SELECTION
--- BEGIN ---

Frank Stella: Had Gadya Exhibition Opening Reception and Program

Date: Thursday, September 7, 2023
Time: 5:00 pm - 7:00 pm EST
Location: Hebrew Union College-Jewish Institute of Religion, One West Fourth Street, New York, NY 10012
Frank Stella: Had Gadya

“Frank Stella: Had Gadya” — Then came a dog and bit the cat, 1984.
© Frank Stella / Artists Rights Society (ARS), New York

One might not immediately associate Frank Stella (b. 1936), the American painter, sculptor, and printmaker noted for his work in the areas of minimalism and post-painterly abstraction, with a cumulative, lyrical poem that concludes the traditional Seder, or festive meal, on the Jewish holiday of Passover.

Had Gadya describes a chain of events of events evoking conflict culminating in divine intervention. Just as each of the ten verses of the song builds on the one before it, Stella’s 12 Had Gadya prints build on the original 1919 series of 11 illustrations of Had Gadya by Russian-Jewish avant-garde artist Eliezer (El) Lissitzky, which Stella encountered at the Tel Aviv Museum in 1981.

Lissitzky’s works spurred Stella to develop his own language of narrative abstraction in sequential works, each one building upon the imagery and structure of its predecessor. Each stanza is conveyed by the juxtaposition of architectonic elements, painterly gestural drawing, vivid color, and motion-filled forms projecting beyond boundaries. Stella employs a complex combination of printmaking techniques – lithography, linoleum block, silkscreen, and rubber relief with collage elements and hand-coloring.

Stella’s forms are not literal depictions, but their narrative essence is transmitted through the dramatic, dynamic repetition, collision, intersection, and aggressive movement through space of cylinders, cones, grills, waves, and graffiti-like scrawls. These works also display the influences of the three-dimensional drawings in a 19th-century treatise on stonecutting given to him by art dealer John Kasmin, Fernand Leger’s mechanical elements paintings, and the dramatic movement of Caravaggio’s paintings, which he studied as an artist-in-residence at the American Academy in Rome in 1982-83.

Stella explained his interest in abstract minimalism and archetypal storytelling:

“Abstraction didn’t have to be limited to…rectilinear geometry or even a simple curve geometry. It could have a geometry that had a narrative impact. In other words, you could tell a story with the shapes….It wouldn’t be a literal story, but the shapes and the interaction of the shapes and colors would give you a narrative sense.”

In his Had Gadya series, the abstracted narrative of successive episodes of strife, ultimately concluding with redemption, offered Stella, a Catholic, the opportunity to express a universal, aspirational message of justice in the face of destructive forces in the world. His Had Gadya series exerts a forceful impact, inspiring the viewer to experience the power of good prevailing over evil, with hope to be found in the indestructible human spirit.

--- END ---

WHAT IS BEING ASKED
Swap "shapes" for "forms" in the exhibition text from "Stella explained his" to "indestructible human spirit.", and give that passage with the change made. Rely on the exhibition text alone.

EXTRACTED INFORMATION

--- BEGIN ---

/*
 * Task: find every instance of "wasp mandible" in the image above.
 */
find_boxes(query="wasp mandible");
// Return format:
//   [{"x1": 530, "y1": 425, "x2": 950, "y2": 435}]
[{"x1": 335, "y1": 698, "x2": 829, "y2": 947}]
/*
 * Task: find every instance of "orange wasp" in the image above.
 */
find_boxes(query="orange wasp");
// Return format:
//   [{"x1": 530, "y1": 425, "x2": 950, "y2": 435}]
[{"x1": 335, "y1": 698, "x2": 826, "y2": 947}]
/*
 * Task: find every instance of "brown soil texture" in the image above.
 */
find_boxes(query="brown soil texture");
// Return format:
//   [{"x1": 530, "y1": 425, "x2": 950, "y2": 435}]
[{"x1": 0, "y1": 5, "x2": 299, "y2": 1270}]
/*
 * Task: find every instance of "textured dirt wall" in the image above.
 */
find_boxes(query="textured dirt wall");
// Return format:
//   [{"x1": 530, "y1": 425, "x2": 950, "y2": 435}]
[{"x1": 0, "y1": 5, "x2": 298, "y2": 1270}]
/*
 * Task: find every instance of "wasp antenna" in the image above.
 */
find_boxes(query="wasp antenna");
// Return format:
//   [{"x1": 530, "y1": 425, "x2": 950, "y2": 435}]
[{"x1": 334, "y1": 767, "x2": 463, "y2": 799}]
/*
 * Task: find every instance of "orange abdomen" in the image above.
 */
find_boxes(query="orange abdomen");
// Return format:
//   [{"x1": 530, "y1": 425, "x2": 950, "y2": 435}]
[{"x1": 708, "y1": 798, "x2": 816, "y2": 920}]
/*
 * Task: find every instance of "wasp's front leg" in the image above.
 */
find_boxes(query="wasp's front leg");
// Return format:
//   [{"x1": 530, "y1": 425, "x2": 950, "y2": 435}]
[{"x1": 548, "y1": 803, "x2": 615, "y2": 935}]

--- END ---

EXERCISE RESULT
Stella explained his interest in abstract minimalism and archetypal storytelling:

“Abstraction didn’t have to be limited to…rectilinear geometry or even a simple curve geometry. It could have a geometry that had a narrative impact. In other words, you could tell a story with the forms….It wouldn’t be a literal story, but the forms and the interaction of the forms and colors would give you a narrative sense.”

In his Had Gadya series, the abstracted narrative of successive episodes of strife, ultimately concluding with redemption, offered Stella, a Catholic, the opportunity to express a universal, aspirational message of justice in the face of destructive forces in the world. His Had Gadya series exerts a forceful impact, inspiring the viewer to experience the power of good prevailing over evil, with hope to be found in the indestructible human spirit.